→ **Information shown**:

= = = = =

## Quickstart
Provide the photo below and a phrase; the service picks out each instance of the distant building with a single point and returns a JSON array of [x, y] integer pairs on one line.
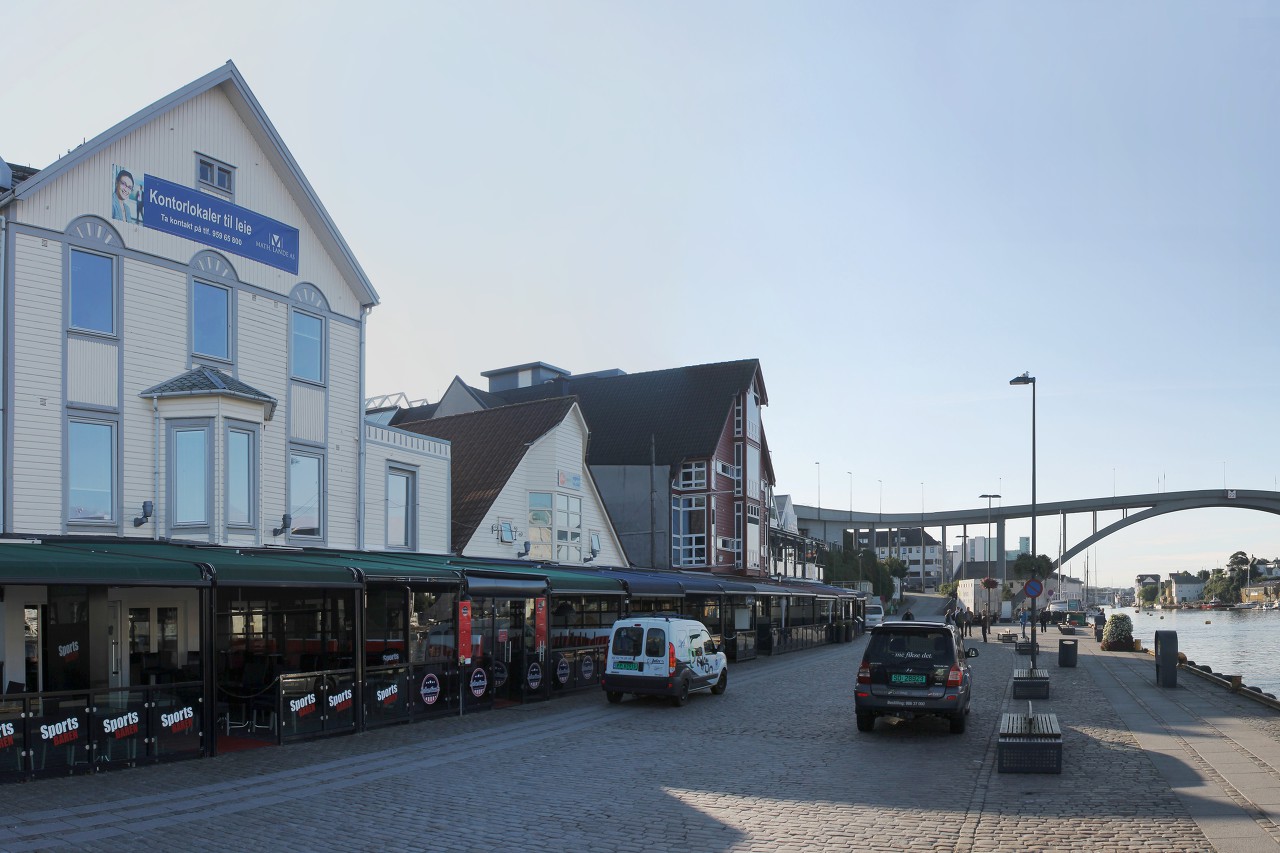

= = = = =

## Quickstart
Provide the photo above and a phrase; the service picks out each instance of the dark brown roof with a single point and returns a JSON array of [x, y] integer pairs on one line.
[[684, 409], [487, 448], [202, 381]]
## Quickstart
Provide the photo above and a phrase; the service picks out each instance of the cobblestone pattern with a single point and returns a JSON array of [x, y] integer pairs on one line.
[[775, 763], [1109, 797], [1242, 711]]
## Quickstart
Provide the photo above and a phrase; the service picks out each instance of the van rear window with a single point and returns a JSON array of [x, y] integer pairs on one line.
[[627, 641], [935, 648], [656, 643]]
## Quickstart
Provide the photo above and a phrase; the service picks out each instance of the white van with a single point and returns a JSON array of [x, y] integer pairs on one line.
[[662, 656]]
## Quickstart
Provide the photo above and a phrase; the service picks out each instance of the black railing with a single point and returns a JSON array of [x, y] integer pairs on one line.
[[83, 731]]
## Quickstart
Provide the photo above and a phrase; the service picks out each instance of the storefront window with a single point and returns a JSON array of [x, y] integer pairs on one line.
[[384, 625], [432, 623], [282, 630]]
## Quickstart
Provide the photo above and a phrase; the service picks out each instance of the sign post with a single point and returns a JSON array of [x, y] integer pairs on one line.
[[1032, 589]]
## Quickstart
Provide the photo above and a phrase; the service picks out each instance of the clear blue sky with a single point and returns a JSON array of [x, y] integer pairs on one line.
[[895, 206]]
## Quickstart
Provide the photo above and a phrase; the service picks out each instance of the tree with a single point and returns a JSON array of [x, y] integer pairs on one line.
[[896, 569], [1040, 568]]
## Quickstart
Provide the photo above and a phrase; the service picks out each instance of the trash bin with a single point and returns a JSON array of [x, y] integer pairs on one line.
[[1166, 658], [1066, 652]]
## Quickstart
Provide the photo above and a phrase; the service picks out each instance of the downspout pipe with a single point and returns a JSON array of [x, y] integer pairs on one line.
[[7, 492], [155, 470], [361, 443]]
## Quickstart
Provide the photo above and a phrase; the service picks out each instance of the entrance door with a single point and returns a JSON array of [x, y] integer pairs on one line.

= = = = =

→ **Task requirements**:
From the line that has "of the sign" through the line that has "of the entrance", copy every line exactly as it appears above, and leave out all others.

→ **Output of the task**:
Provide the photo above and a phrase; the service picks out each instance of the sign post with a single point and returns a JSON array of [x, y] integer pairs on one line.
[[1032, 589]]
## Quickstart
Provide the photo above and a phrase; the service picks out each instance of the clear blue sky with a single point and returns a JSON array of [x, y] integer pairs on one line.
[[895, 206]]
## Quickstart
Provide the photo above and a phrase; the service picks out each instance of the tree with a single point and returns a JSON array of [x, y] integer pairs on one line.
[[896, 569], [1040, 568]]
## Quickstart
Provide the photo above and a phrase; the service picks out each instance of the trash bin with a single point and returns a JSON array of [x, y] integer pairs on one line.
[[1166, 658], [1066, 652]]
## Quickstart
Provide the photo above and a phrase; the service picks out each instance of the downspout pipe with a single point and returns a JSON array of [x, y] integer pairs on one line.
[[7, 492], [155, 470], [361, 443]]
## Quickstart
Provide the photo above and a phrase; the service picks out each instance of the entrance door with a single point and returns a JSON array of [x, y] integer pairs on one line.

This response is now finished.